THE TASK :: Can you put the entries below into a numbered list, starting at the top of the entries and running through the line containing "[50,355,97,382]", with both ends included and any blank lines dropped?

[Collection entries]
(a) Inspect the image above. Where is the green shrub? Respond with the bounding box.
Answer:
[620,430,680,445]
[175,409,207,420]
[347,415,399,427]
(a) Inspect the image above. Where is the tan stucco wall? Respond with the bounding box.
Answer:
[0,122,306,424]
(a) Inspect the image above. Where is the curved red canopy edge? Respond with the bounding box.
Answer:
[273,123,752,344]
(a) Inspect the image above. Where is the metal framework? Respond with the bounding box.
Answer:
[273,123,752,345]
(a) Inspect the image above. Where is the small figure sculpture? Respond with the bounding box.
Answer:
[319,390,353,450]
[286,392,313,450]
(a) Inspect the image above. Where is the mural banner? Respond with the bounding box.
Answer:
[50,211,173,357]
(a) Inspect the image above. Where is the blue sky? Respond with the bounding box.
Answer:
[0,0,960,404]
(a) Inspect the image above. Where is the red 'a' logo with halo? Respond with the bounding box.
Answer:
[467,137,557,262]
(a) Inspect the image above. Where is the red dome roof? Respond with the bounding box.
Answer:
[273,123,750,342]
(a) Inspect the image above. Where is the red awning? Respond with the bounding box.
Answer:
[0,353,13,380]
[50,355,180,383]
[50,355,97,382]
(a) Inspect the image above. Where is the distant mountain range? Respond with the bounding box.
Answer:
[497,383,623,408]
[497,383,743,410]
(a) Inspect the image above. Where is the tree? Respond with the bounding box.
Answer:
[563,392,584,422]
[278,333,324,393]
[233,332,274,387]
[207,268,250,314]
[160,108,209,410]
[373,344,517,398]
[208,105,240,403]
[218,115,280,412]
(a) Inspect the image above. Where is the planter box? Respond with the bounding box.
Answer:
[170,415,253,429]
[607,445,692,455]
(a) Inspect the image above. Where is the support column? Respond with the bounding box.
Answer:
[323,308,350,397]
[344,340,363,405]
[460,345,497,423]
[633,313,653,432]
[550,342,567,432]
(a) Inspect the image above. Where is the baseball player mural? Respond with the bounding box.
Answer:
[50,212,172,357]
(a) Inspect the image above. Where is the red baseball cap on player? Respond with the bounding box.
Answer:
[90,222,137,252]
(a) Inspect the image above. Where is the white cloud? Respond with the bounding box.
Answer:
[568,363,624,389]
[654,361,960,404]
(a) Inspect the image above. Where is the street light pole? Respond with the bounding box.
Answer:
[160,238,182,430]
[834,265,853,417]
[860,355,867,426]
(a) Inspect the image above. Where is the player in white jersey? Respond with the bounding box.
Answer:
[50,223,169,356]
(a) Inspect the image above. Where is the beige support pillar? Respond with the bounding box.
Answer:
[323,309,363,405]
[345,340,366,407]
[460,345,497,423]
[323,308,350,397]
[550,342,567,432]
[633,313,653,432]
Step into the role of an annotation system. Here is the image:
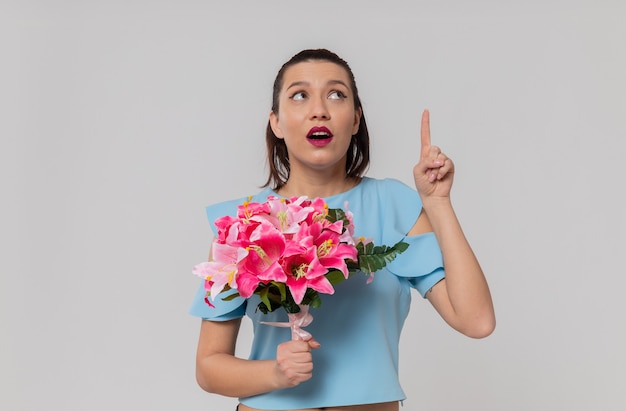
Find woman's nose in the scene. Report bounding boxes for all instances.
[311,98,330,120]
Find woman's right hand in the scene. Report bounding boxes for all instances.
[274,339,320,388]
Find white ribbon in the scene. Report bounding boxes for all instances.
[261,305,313,341]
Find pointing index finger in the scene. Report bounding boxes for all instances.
[421,109,430,158]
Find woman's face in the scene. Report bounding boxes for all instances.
[270,61,361,176]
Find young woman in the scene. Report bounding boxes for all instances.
[191,49,495,411]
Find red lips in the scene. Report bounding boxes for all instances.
[306,126,333,139]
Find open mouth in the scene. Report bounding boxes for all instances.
[307,132,332,140]
[306,126,333,140]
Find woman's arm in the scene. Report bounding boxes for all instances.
[196,319,319,397]
[409,111,496,338]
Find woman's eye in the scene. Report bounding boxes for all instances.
[328,90,346,100]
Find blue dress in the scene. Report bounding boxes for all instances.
[190,177,445,410]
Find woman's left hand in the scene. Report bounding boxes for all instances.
[413,110,454,201]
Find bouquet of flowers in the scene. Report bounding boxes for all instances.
[193,196,408,339]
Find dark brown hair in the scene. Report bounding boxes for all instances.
[263,49,370,190]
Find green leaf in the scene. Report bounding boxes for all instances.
[326,270,346,285]
[359,241,409,274]
[258,287,272,311]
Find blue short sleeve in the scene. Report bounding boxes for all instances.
[387,232,445,297]
[383,179,445,297]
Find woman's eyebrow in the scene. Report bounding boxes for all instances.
[286,80,350,90]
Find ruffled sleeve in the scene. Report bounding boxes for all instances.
[383,179,445,297]
[189,199,246,321]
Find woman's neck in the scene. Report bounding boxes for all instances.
[277,176,361,198]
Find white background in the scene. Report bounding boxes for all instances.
[0,0,626,411]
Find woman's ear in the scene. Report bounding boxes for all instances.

ANSWER IN FULL ::
1. (a) Inspect the image above. Where is the green shrub? Respond with the bounding box.
2. Answer:
3. [620,430,680,445]
4. [175,409,207,420]
5. [347,415,399,427]
6. (a) Inspect the image above. Where is the tan stucco wall? Respond with the bounding box.
7. Answer:
8. [0,122,306,424]
9. (a) Inspect the image above. Where is the curved red canopy edge? Respond with the bounding box.
10. Answer:
11. [273,123,752,344]
12. (a) Inspect the image above. Where is the metal framework? Respond with the bounding box.
13. Answer:
14. [273,123,752,345]
15. (a) Inspect the image above. Where is the small figure sculpture? Respond with the bounding box.
16. Answer:
17. [319,390,353,450]
18. [286,392,313,450]
19. (a) Inspect the image above. Where is the mural banner? Respond with the bounding box.
20. Answer:
21. [50,211,173,357]
22. (a) Inspect the image above. Where is the blue sky? Respond with the bounding box.
23. Answer:
24. [0,0,960,404]
25. (a) Inspect the image above. Where is the red 'a' logo with halo? Respond with the bounding box.
26. Answer:
27. [467,137,557,262]
28. (a) Inspect the image above. Where is the red dome roof? Respond with the bounding box.
29. Answer:
30. [273,123,750,342]
31. (a) Inspect the image above. Where is the red awning? Respond with the bounding box.
32. Answer:
33. [0,353,13,380]
34. [50,355,180,383]
35. [50,355,97,382]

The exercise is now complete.